WORK INSTRUCTIONS =
Render every line of the data below as a Markdown table with the columns "Row" and "Data line," numbering the rows in order and skipping blank lines. Leave the pictures out of the table.

--- Start of GIVEN DATA ---

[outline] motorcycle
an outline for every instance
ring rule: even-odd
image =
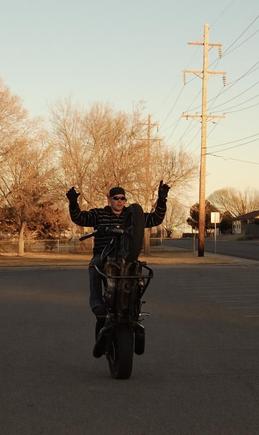
[[[96,327],[93,355],[106,355],[110,374],[115,379],[128,379],[133,368],[134,353],[145,351],[142,297],[153,278],[153,271],[138,260],[144,237],[144,214],[138,204],[128,207],[124,228],[104,225],[80,238],[85,240],[98,233],[112,236],[101,255],[102,267],[94,266],[104,284],[107,314]]]

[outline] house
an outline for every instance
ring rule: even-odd
[[[237,216],[232,221],[232,233],[259,237],[259,210]]]

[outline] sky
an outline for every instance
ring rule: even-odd
[[[202,68],[211,48],[206,195],[223,187],[259,189],[258,0],[0,0],[0,78],[32,117],[71,98],[131,112],[141,102],[171,149],[199,161]],[[228,149],[227,149],[228,148]],[[189,196],[198,200],[198,180]]]

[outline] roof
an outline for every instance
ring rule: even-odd
[[[247,219],[259,219],[259,210],[254,210],[246,214],[241,214],[240,216],[235,217],[233,220],[246,221]]]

--- End of GIVEN DATA ---

RESPONSE TO THE EXERCISE =
| Row | Data line |
|---|---|
| 1 | [outline] motorcycle |
| 2 | an outline for every instance |
| 3 | ring rule: even-odd |
| 4 | image = |
| 5 | [[[96,327],[93,355],[106,355],[110,374],[115,379],[128,379],[133,368],[134,353],[145,351],[142,297],[153,278],[153,271],[138,260],[144,237],[144,214],[138,204],[128,207],[124,228],[104,225],[80,238],[85,240],[98,233],[112,236],[101,255],[102,267],[94,266],[104,284],[107,314]]] |
| 6 | [outline] house |
| 7 | an outline for every instance |
| 8 | ring rule: even-odd |
| 9 | [[[237,216],[232,221],[232,233],[259,237],[259,210]]] |
| 10 | [outline] sky |
| 11 | an outline for every instance |
| 12 | ring rule: even-odd |
| 13 | [[[202,68],[211,48],[206,195],[223,187],[259,189],[258,0],[0,0],[0,78],[32,117],[71,98],[131,112],[141,102],[171,149],[199,161]],[[228,149],[227,149],[228,148]],[[189,196],[198,200],[198,180]]] |
| 14 | [outline] roof |
| 15 | an outline for every instance |
| 16 | ring rule: even-odd |
| 17 | [[[247,219],[259,219],[259,210],[254,210],[246,214],[241,214],[240,216],[235,217],[233,220],[246,221]]] |